[Information shown]
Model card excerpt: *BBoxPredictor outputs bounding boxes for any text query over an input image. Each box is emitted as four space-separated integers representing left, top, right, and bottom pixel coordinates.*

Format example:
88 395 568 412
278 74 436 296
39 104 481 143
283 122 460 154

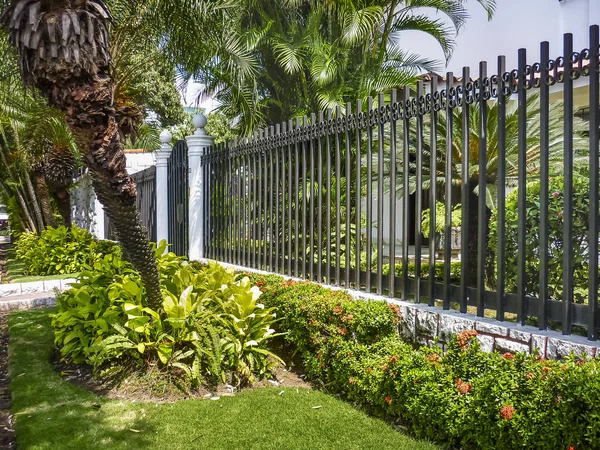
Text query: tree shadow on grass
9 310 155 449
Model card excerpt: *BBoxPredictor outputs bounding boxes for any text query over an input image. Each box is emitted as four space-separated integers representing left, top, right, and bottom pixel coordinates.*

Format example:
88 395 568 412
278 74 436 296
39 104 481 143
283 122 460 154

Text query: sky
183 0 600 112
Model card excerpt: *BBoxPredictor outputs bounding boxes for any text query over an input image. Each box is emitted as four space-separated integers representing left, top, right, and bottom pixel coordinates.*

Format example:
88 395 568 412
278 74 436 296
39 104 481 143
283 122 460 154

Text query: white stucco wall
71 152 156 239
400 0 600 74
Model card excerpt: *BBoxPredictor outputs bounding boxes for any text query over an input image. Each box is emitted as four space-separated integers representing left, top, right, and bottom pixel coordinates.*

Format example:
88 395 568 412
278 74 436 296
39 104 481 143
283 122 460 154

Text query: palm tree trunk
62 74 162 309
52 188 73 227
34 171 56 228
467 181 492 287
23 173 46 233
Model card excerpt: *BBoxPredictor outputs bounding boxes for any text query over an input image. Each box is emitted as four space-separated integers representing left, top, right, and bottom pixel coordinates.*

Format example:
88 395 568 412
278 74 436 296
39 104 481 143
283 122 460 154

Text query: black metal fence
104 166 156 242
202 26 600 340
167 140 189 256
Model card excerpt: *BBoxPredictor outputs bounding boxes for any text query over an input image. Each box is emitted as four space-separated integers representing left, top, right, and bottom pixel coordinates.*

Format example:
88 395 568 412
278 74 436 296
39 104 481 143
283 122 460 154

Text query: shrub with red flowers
...
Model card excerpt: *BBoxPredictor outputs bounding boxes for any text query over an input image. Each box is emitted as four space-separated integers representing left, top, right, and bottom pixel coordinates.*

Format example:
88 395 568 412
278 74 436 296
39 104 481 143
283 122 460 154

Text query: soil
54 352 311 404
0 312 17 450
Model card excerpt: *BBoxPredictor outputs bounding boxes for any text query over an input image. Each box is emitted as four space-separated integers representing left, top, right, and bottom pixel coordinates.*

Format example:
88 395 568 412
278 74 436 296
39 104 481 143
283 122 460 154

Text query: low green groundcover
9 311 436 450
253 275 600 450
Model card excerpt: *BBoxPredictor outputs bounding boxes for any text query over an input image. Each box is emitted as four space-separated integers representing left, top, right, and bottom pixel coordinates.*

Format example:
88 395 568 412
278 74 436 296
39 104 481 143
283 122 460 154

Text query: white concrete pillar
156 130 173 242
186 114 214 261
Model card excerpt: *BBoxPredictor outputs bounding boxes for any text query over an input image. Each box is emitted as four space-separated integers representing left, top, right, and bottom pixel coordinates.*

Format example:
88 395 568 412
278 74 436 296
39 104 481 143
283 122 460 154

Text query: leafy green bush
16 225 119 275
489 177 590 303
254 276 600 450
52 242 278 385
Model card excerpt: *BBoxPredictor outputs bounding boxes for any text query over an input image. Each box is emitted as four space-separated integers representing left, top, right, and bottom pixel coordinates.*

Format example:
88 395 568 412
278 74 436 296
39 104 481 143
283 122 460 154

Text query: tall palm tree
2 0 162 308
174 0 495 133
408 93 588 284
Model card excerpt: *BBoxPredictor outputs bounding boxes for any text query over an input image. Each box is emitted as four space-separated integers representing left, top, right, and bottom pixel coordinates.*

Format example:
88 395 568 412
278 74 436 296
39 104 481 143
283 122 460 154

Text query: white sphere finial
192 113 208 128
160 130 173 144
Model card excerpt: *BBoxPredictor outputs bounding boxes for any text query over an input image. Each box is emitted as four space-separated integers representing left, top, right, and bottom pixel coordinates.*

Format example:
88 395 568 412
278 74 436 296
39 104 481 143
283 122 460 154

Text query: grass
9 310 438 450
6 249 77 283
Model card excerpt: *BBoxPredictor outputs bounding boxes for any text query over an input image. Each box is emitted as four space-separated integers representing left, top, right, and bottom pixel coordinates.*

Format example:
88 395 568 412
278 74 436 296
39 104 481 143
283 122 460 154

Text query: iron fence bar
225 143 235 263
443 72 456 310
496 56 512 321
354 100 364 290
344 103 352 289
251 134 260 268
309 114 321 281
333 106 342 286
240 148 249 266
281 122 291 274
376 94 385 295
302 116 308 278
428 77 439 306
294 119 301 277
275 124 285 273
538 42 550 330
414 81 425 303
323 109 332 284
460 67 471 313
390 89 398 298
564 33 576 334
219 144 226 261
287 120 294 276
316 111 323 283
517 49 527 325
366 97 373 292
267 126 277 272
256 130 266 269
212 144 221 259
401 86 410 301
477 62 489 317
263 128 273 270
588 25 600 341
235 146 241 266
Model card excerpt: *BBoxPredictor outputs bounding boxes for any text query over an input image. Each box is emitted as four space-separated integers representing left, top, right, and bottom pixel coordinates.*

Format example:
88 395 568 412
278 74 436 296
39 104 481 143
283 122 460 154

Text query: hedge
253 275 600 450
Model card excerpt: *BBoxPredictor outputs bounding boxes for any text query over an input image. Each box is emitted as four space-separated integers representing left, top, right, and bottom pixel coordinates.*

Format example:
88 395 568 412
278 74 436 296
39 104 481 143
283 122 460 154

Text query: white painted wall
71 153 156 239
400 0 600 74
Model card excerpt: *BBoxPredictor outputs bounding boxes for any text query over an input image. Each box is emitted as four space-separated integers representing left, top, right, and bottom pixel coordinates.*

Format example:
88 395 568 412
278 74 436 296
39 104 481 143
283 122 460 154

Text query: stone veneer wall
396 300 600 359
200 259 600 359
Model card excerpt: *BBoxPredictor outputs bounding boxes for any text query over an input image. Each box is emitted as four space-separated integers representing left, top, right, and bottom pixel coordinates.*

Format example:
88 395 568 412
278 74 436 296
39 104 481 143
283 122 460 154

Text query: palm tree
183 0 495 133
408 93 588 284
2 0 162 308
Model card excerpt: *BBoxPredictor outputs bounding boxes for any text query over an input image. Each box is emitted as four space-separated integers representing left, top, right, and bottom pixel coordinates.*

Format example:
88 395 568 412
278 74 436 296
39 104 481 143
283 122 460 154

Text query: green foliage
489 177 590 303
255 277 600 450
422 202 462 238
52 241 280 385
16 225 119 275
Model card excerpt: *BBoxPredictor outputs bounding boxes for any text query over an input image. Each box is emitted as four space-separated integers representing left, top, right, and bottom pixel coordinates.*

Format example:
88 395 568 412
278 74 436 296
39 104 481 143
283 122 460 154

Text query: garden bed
* * *
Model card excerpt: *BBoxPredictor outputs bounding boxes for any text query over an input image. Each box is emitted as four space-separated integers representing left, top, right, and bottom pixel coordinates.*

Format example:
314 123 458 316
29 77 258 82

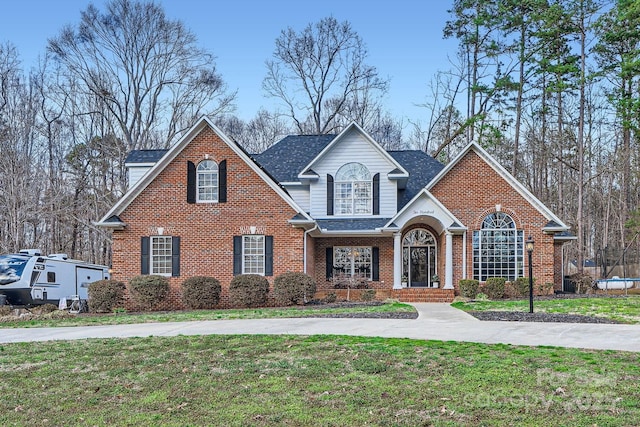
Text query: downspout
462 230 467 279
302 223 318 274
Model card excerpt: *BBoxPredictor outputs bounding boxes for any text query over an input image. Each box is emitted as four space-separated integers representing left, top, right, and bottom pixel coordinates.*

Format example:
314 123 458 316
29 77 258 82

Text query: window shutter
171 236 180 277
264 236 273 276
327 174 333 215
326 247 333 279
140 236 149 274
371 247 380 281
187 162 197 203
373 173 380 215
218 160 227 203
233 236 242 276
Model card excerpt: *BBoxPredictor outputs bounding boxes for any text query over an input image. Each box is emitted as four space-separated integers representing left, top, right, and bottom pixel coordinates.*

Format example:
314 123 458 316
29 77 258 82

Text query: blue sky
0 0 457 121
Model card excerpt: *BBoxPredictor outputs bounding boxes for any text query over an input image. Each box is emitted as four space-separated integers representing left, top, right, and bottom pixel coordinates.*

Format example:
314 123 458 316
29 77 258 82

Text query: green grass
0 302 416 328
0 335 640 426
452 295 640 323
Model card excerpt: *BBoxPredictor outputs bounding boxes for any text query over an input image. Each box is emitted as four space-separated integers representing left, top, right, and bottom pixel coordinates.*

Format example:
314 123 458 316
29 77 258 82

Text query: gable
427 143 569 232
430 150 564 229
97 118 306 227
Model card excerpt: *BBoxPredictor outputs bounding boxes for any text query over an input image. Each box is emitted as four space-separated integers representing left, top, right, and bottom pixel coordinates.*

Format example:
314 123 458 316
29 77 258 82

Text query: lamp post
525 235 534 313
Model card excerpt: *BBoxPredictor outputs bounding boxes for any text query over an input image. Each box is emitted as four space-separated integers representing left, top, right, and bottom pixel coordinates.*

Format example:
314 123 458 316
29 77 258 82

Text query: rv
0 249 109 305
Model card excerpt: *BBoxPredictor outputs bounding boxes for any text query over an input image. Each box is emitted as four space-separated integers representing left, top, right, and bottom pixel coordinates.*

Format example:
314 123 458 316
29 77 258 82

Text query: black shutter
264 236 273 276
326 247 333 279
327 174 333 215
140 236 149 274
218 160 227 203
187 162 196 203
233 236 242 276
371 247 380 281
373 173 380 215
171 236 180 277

[What to work on]
Find every line in the records above that contains the word "wall", and copy each of those lines.

[Complete answer]
Text query: white stucco wall
Text query: white painted wall
Text query: stone veneer wall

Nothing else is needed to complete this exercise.